*Task*
Rewrite the entries below as a JSON list of strings, one string per line, skipping blank lines and leaving out the pictures.
== Materials provided ==
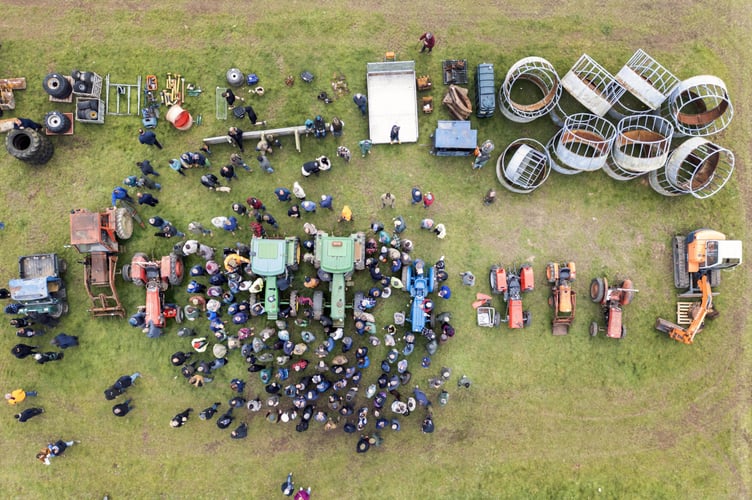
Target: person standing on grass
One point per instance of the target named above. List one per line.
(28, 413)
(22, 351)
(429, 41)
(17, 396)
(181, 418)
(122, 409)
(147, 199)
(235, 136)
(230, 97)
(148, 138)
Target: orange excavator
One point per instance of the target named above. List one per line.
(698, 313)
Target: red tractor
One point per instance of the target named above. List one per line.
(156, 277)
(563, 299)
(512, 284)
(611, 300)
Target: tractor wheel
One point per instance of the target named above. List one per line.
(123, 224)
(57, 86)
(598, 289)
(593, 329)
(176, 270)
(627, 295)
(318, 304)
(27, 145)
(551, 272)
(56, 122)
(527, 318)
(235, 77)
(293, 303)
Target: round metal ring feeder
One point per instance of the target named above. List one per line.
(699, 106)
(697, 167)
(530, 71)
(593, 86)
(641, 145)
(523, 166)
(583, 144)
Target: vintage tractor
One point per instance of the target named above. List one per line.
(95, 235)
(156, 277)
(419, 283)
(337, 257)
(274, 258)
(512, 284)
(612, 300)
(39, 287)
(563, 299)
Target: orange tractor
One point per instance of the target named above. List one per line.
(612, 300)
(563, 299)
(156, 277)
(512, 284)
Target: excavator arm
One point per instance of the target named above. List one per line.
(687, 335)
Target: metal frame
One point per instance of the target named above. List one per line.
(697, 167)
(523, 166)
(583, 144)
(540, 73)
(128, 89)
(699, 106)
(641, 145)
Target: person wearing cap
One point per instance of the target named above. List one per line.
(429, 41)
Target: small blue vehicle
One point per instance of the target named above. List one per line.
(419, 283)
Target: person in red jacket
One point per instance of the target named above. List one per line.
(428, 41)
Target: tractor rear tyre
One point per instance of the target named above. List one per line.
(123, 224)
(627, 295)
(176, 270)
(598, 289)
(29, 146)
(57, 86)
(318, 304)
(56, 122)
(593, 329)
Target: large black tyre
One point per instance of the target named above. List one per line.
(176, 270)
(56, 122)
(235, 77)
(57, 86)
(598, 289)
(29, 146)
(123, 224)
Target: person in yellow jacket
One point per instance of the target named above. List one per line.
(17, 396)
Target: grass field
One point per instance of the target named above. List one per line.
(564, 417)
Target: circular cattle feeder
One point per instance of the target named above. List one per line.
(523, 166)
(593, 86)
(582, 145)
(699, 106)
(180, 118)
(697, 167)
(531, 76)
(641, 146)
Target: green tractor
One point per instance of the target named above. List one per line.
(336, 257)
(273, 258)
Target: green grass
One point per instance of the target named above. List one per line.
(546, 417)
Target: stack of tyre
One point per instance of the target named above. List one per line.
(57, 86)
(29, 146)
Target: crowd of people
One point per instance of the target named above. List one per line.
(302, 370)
===
*Task response*
[
  "Target: person standing on grass",
  "One point per instance of the target named above. List one per line.",
  "(28, 413)",
  "(22, 351)",
  "(429, 41)",
  "(17, 396)",
  "(181, 418)",
  "(122, 409)",
  "(147, 199)",
  "(235, 136)",
  "(230, 97)",
  "(148, 138)",
  "Target: orange excavator",
  "One point per instance of the target named above. List one per line.",
  "(698, 313)",
  "Target: red tractor",
  "One point per instance of the target named above. List one per line.",
  "(156, 277)",
  "(563, 299)",
  "(512, 284)",
  "(611, 300)",
  "Target: tractor wheel",
  "One point per instance of the target named above. List one per line.",
  "(123, 224)",
  "(57, 86)",
  "(598, 289)",
  "(593, 329)",
  "(176, 270)",
  "(627, 295)",
  "(318, 304)",
  "(27, 145)",
  "(551, 272)",
  "(56, 122)",
  "(527, 318)",
  "(235, 77)",
  "(293, 303)",
  "Target: round metal ring feeder",
  "One point per instance of the target named above. List one per line.",
  "(699, 106)",
  "(697, 167)",
  "(530, 71)",
  "(593, 86)",
  "(641, 145)",
  "(523, 166)",
  "(583, 144)",
  "Target: vintage tractor",
  "One point per instance of the target named above. List one per line.",
  "(95, 235)",
  "(156, 277)",
  "(419, 283)",
  "(337, 257)",
  "(274, 258)",
  "(512, 284)",
  "(612, 300)",
  "(39, 287)",
  "(563, 299)",
  "Target: orange tractor",
  "One point per instance of the target named above. List one per line.",
  "(612, 300)",
  "(563, 299)",
  "(156, 277)",
  "(512, 284)",
  "Target: excavator arm",
  "One point per instance of the target named above. List one per line.",
  "(687, 335)",
  "Target: metal frame",
  "One point per instance of the target named above. List one per line.",
  "(697, 167)",
  "(523, 166)",
  "(583, 144)",
  "(540, 73)",
  "(128, 89)",
  "(699, 106)",
  "(641, 145)",
  "Target: person wearing cap",
  "One point per instance of the target named above. List one per line.",
  "(429, 41)",
  "Target: small blue vehicle",
  "One point per instance of the target named above. List one per line.",
  "(419, 283)",
  "Target: person in red jacket",
  "One point per instance of the target named above. List one per line.",
  "(428, 41)",
  "Target: tractor rear tyre",
  "One point per instance of the target named above. List one per line.",
  "(123, 224)",
  "(627, 295)",
  "(176, 270)",
  "(598, 289)",
  "(29, 146)",
  "(57, 86)",
  "(318, 304)",
  "(56, 122)",
  "(593, 329)",
  "Target: large black tyre",
  "One point per instance of the target named above. List one per line.",
  "(176, 270)",
  "(56, 122)",
  "(235, 77)",
  "(57, 86)",
  "(598, 289)",
  "(29, 146)",
  "(123, 224)",
  "Target: person in yellow jacket",
  "One point per instance of the target named above. List one per line.",
  "(17, 396)",
  "Target: grass field",
  "One point per instance of the target named above. List one per line.",
  "(564, 417)",
  "Target: circular cattle feeder",
  "One point per instance of the target named above. List one per line.",
  "(523, 166)",
  "(593, 86)",
  "(582, 145)",
  "(699, 106)",
  "(180, 118)",
  "(697, 167)",
  "(531, 76)",
  "(641, 146)",
  "Target: green tractor",
  "One point per instance of the target named above. List one per line.",
  "(336, 257)",
  "(273, 258)",
  "Target: green grass",
  "One point per instance of the target named above. List one per line.",
  "(546, 417)",
  "Target: stack of tyre",
  "One point per instance of the target named above. List one per line.",
  "(57, 86)",
  "(29, 146)",
  "Target: crowd of people",
  "One point per instance of the target named above. List one per line.",
  "(302, 370)"
]